*** Opening Text provided ***

HIV Criminalization: Masking Fear and Discrimination explains that “non-disclosure” statutes are being used as a weapon of homophobia and racism and serve no public safety function. It features Ken Pinkela, a gay military man who was prosecuted and eventually relieved from duty because he was accused of not disclosing his status to an alleged sexual partner.

Pinkela denies the charges, and although the accuser eventually recanted his story, Pinkela’s dismissal remained.

In other cases, people with HIV who had no viral load and used protection with their partners were prosecuted for not disclosing their status, with prosecutors (and juries) often relying upon the word of the accuser. This is a sobering, considering we now know that people who are undetectable pose no threat of infection to others.

Many of those who have been prosecuted have been given jail sentences spanning into decades, whether or not anyone was actually infected.

“HIV criminalization may be the defining moral issue of our time as HIV activists,” said SERO Project founder Sean Strub. “State statutes throughout the country that persecute people based solely on a viral status poses a serious threat to both public health and individual civil liberties. Masking Fear and Discrimination serves as an excellent primer on the topic of HIV criminalization, particularly for those who are new to this growing concern. For advocates and health professionals in the field, it is essential viewing.”

The documentary was directed by filmmaker Christopher King and produced by Queerty contributor Mark S. King.

Sero is a network of people with HIV and allies fighting for freedom from stigma and injustice. Sero is particularly focused on ending inappropriate criminal prosecutions of people with HIV, including for non-disclosure of their HIV status, potential or perceived HIV exposure or HIV transmission.

*** Closing Text provided ***
*** Opening Material supplied ***

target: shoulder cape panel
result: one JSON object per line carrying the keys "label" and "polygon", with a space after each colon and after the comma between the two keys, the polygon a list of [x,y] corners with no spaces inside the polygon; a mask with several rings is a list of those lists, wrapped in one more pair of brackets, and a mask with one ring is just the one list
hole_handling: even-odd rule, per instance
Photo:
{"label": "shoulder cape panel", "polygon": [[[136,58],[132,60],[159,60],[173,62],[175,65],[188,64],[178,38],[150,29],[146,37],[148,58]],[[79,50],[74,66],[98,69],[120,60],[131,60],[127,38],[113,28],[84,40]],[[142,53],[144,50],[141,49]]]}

*** Closing Material supplied ***

◆ Work request
List every person named in the text on HIV criminalization, along with the role or description the text gives each one.

◆ Written answer
- Ken Pinkela: a gay military man who was prosecuted and eventually relieved from duty after being accused of not disclosing his status to an alleged sexual partner
- Sean Strub: founder of the SERO Project
- Christopher King: the filmmaker who directed the documentary
- Mark S. King: the Queerty contributor who produced the documentary